**Text section:**
At that point, the specialist explained that they would need to do an MRI, PET SCAN and other tests to see if it had spread. He said that from this point it would take a total of six weeks to do all the tests, meet my surgeon and carry out the procedure to remove the cancer. We were desperately trying to take all the information in and my chair was still swallowing me up. When the consultant had finished discussing things with us, the nurse took us into another room to discuss things further. My husband held my hand but as we both stood up my legs completely collapsed. I didn’t have the strength to stand up. Callum and I were taken to the smaller room and the nurse kindly and thoughtfully tried to comfort us, but all we wanted to do was to get out of there because we felt like we couldn’t breathe.

After leaving the room we headed out of the hospital in silence. We drove to the river and took a long walk. As we walked, we realised that we had no idea what we were dealing with and our biggest fear was it spreading. After two hours of walking and talking, we returned home and tried to get our heads around it. Going home and seeing our little girl was one of the hardest moments because all I could think of was whether I would be around to see her grow up and that was breaking my heart. Within three days I had my MRI on a Sunday morning, then a week later went to my PET scan to identify if and where it had spread.

**Entries shown:**
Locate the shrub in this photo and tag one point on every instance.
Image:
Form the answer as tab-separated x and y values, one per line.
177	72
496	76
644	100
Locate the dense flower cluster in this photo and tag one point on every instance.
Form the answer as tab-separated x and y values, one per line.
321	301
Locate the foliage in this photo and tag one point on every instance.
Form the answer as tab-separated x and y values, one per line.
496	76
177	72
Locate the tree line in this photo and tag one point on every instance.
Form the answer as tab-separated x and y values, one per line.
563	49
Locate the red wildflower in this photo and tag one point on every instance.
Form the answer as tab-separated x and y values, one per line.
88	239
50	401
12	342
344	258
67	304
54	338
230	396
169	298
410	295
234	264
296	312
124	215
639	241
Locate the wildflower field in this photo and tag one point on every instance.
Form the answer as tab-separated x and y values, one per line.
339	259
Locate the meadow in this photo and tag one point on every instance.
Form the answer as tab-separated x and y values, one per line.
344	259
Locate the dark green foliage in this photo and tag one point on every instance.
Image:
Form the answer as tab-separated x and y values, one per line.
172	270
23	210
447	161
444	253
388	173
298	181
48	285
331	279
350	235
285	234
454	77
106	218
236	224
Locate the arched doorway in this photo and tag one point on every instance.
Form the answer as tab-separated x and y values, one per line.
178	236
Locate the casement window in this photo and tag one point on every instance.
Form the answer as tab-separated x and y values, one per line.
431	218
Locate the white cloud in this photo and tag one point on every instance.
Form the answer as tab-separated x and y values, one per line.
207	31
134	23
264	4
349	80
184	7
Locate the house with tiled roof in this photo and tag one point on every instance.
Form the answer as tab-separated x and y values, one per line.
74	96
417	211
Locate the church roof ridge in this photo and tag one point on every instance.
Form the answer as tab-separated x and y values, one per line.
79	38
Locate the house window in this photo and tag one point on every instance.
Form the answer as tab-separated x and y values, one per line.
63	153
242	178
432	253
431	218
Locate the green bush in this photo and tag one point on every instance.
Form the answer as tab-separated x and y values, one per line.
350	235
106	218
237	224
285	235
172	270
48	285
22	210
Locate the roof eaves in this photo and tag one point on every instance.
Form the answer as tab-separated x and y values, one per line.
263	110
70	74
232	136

**Requirement 1:** According to the account of the diagnosis, are these statements true? (a) The specialist said the tests, the meeting with the surgeon and the procedure would take six weeks in total. (b) After leaving the hospital, the couple drove straight home. (c) The MRI took place on a Sunday morning. For each one, answer yes or no and quote the words from the account that decide it.
**Requirement 2:** Extract the passage of the account of the diagnosis from "At that point, the" to "we couldn’t breathe.".

**Expected output 1:**
(a) Yes: "it would take a total of six weeks to do all the tests, meet my surgeon and carry out the procedure to remove the cancer"
(b) No: "We drove to the river and took a long walk."
(c) Yes: "Within three days I had my MRI on a Sunday morning"

**Expected output 2:**
At that point, the specialist explained that they would need to do an MRI, PET SCAN and other tests to see if it had spread. He said that from this point it would take a total of six weeks to do all the tests, meet my surgeon and carry out the procedure to remove the cancer. We were desperately trying to take all the information in and my chair was still swallowing me up. When the consultant had finished discussing things with us, the nurse took us into another room to discuss things further. My husband held my hand but as we both stood up my legs completely collapsed. I didn’t have the strength to stand up. Callum and I were taken to the smaller room and the nurse kindly and thoughtfully tried to comfort us, but all we wanted to do was to get out of there because we felt like we couldn’t breathe.